Extract each line of the data below exactly as written.

====== Task input

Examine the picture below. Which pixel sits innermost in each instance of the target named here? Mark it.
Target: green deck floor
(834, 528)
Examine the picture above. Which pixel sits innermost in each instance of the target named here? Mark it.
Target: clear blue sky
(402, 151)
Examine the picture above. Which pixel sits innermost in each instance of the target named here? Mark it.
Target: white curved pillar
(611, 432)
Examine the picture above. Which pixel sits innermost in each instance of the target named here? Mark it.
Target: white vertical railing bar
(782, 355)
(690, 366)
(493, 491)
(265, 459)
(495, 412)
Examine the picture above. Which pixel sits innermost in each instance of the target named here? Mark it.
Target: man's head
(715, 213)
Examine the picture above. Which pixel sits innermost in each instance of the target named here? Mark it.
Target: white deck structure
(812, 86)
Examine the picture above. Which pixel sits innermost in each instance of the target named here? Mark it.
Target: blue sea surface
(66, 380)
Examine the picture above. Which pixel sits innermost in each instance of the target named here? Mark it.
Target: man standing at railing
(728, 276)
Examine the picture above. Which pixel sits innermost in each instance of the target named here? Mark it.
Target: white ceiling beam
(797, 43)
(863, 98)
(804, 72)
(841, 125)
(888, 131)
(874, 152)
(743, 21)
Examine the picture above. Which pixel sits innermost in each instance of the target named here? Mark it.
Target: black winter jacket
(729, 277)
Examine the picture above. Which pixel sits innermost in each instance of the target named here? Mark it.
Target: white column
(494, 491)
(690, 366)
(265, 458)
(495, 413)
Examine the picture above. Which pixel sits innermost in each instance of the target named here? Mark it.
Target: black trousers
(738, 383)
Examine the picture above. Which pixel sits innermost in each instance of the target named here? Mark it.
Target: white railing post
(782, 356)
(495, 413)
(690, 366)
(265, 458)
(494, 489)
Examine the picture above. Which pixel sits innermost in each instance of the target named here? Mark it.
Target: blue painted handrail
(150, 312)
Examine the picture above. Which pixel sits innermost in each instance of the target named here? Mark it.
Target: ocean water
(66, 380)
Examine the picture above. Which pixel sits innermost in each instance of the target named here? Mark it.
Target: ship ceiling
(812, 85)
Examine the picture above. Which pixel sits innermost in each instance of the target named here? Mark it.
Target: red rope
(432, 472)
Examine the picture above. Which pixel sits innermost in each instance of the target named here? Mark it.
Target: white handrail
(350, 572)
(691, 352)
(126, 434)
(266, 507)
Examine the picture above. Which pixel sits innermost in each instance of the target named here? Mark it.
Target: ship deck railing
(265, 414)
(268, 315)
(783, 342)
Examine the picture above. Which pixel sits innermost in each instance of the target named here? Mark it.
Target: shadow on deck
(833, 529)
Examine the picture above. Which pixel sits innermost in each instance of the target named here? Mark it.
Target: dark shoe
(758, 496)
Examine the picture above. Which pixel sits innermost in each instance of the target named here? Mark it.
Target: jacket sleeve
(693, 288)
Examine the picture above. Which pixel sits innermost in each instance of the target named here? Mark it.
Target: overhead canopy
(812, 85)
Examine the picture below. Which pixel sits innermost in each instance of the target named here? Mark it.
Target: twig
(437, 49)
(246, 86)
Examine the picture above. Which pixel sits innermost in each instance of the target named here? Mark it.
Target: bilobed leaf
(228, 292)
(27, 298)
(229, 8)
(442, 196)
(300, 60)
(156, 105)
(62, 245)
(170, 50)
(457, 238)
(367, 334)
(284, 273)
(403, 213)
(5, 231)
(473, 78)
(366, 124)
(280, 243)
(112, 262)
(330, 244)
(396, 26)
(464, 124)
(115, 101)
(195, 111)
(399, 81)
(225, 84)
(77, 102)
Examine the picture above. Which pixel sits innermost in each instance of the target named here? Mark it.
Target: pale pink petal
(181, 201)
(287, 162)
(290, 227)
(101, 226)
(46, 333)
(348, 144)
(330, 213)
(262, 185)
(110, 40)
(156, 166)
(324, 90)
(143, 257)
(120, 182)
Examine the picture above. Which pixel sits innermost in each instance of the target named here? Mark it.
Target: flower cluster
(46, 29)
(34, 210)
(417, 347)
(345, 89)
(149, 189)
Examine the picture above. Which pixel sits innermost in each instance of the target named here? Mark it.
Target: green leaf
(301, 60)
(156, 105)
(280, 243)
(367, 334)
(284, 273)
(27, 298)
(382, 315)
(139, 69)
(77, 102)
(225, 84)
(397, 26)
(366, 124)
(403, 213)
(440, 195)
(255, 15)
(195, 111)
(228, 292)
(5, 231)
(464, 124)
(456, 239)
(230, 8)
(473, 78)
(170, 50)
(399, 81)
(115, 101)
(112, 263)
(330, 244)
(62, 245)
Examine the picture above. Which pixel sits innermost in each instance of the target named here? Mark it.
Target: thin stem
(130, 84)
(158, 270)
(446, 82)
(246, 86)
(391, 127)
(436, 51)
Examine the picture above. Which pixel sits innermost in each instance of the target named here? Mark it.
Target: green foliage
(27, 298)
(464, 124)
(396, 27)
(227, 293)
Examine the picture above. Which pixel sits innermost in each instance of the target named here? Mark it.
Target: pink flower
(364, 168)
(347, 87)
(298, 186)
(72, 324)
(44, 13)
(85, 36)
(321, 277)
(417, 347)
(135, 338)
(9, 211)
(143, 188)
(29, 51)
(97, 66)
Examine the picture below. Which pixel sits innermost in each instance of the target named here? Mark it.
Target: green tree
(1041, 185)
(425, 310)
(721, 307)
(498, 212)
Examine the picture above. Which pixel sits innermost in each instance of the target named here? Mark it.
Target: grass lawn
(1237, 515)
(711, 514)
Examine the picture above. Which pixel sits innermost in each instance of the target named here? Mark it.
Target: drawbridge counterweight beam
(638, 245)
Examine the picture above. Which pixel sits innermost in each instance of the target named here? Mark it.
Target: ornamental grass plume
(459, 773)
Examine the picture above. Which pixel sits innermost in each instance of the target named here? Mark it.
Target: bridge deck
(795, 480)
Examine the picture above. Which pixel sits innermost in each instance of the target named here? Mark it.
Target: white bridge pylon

============

### Correct response:
Examine the picture below. Which pixel sits innermost in each instance of the target named here? Mark it.
Target: green deck floor
(834, 528)
Examine the picture above. Which pixel sits innermost in each instance of the target named here? Mark it.
Target: clear blue sky
(402, 151)
Examine the picture above. Which pixel sits innermost in each instance of the target named here? Mark it.
Target: white curved pillar
(611, 432)
Examine the picture above. Which pixel sits innermost in each instance of the target named here? Mark it.
Target: white vertical railing bar
(782, 355)
(690, 366)
(493, 491)
(265, 459)
(495, 412)
Examine the picture above. Which pixel sits innermost in each instance of the target named here? Mark it.
Target: man's head
(715, 213)
Examine the picture above. Which pixel sits innermost in each instance of the target named here? Mark it.
Target: white deck structure
(812, 86)
Examine the picture above. Which pixel sits innermost in each instance of the target named here? Mark it.
Target: blue sea surface
(66, 380)
Examine the picture above. Which pixel sits innermost in each instance of the target named here? Mark it.
Target: man standing at railing
(728, 276)
Examine the picture above. Which pixel sits innermost in each instance of the target named here? Mark it.
Target: white ceiling beam
(797, 43)
(863, 98)
(804, 72)
(841, 125)
(888, 131)
(874, 152)
(743, 21)
Examine the picture above. Which pixel sits innermost in each instance of the target named here? Mark it.
Target: black winter jacket
(729, 277)
Examine the picture above. Which pixel sits innermost in each instance of the target named here? Mark it.
Target: white column
(494, 491)
(690, 366)
(265, 458)
(495, 413)
Examine the picture above. Which pixel sits innermost in each instance of the target named here? Mark it.
Target: black trousers
(738, 383)
Examine the picture above. Which pixel sits innermost in each instance of the target named here? Mark it.
Target: white railing post
(782, 356)
(495, 413)
(690, 366)
(265, 458)
(494, 489)
Examine the picture above. Which pixel sits innermost in each instance of the target named here? Mark it.
Target: blue painted handrail
(150, 312)
Examine the picture above. Which pixel sits innermost in each instance of the target named here? Mark it.
Target: ocean water
(66, 380)
Examine the picture above. Which pixel sits innermost in each instance of the target named here? Mark it.
Target: ship ceiling
(812, 85)
Examine the picture above. Which pixel sits innermost in each instance of the target named here? Mark it.
Target: red rope
(432, 472)
Examine the picture above. Which pixel sits innermost in each instance of the target named here? Mark it.
Target: white handrail
(350, 572)
(691, 352)
(126, 434)
(266, 507)
Examine the picture above. Which pixel sits innermost in each instance of the target named here? Mark it.
Target: ship deck railing
(265, 414)
(268, 315)
(783, 342)
Examine the picture above. Which pixel sits innermost in each instance of the target named here? Mark it.
Target: shadow on deck
(833, 529)
Examine the picture above. Which pixel sits innermost in each instance of the target named here? Mark it.
Target: dark shoe
(758, 496)
Examine the picture above. Which pixel sits innermost in each instance of the target named here? Mark it.
Target: jacket sleeve
(693, 288)
Examine the picture above. Which pixel sits innermost in each instance of the target named here? Mark it.
Target: overhead canopy
(812, 85)
Examine the picture below. Which pixel sits innermost in each instance of the target named here? Mark it.
Target: twig
(437, 49)
(246, 86)
Examine the picture above. Which pixel sits innermost in each instance of the target named here? Mark it.
Target: bilobed leaf
(228, 292)
(27, 298)
(229, 8)
(442, 196)
(300, 60)
(156, 105)
(62, 245)
(170, 50)
(457, 238)
(367, 334)
(284, 273)
(403, 213)
(5, 231)
(473, 78)
(366, 124)
(280, 243)
(112, 262)
(330, 244)
(396, 26)
(464, 124)
(115, 101)
(195, 111)
(399, 81)
(225, 84)
(77, 102)
Examine the picture above. Which pixel sits innermost in each instance of the target named here? Mark it.
Target: pale pink petal
(181, 201)
(287, 162)
(290, 227)
(101, 226)
(46, 333)
(348, 144)
(330, 213)
(262, 185)
(110, 40)
(156, 166)
(324, 90)
(143, 257)
(120, 182)
Examine the picture above. Which pixel sits innermost in each instance of the target named here? Mark it.
Target: flower cluster
(46, 29)
(34, 210)
(417, 347)
(345, 89)
(149, 189)
Examine the picture above. Which pixel sits innermost in each instance of the target named here? Mark it.
Target: green leaf
(301, 60)
(156, 105)
(280, 243)
(367, 334)
(284, 273)
(27, 298)
(382, 315)
(139, 69)
(77, 102)
(225, 84)
(397, 26)
(366, 124)
(403, 213)
(440, 195)
(255, 15)
(195, 111)
(228, 292)
(5, 231)
(464, 124)
(456, 239)
(230, 8)
(473, 78)
(170, 50)
(399, 81)
(115, 101)
(112, 263)
(330, 244)
(62, 245)
Examine the picture above. Which pixel sits innermost in each instance of the target named here? Mark it.
Target: thin stem
(130, 84)
(158, 270)
(446, 82)
(246, 86)
(391, 127)
(436, 51)
Examine the picture above. Which pixel sits innermost in each instance of the target named here? Mark it.
Target: green foliage
(27, 298)
(464, 124)
(396, 27)
(227, 293)
Examine the picture above. Which pixel sits innermost in each instance of the target named here? Mark it.
Target: pink flower
(364, 168)
(347, 87)
(298, 186)
(72, 324)
(44, 13)
(85, 36)
(321, 277)
(417, 347)
(135, 338)
(9, 211)
(143, 188)
(29, 51)
(97, 66)
Examine the picture below. Which pixel sits innermost in each instance of the target named here? Mark it.
Target: green tree
(1041, 185)
(425, 310)
(721, 307)
(498, 212)
Examine the picture above. Which pixel sits innermost in each instance of the target named here? Mark it.
Target: grass lawn
(1237, 515)
(711, 514)
Examine the picture above. Which pixel sits innermost in each instance of the target named here? Mark it.
Target: drawbridge counterweight beam
(638, 245)
Examine the picture above. Which pixel sits innermost in each instance of the target named here? Mark it.
Target: ornamental grass plume
(459, 773)
Examine the picture above. Which pixel sits innermost in each instance of the target named here? Mark it.
Target: bridge deck
(795, 480)
Examine the picture above. Which pixel sits innermost in each instance of the target named here? Mark it.
Target: white bridge pylon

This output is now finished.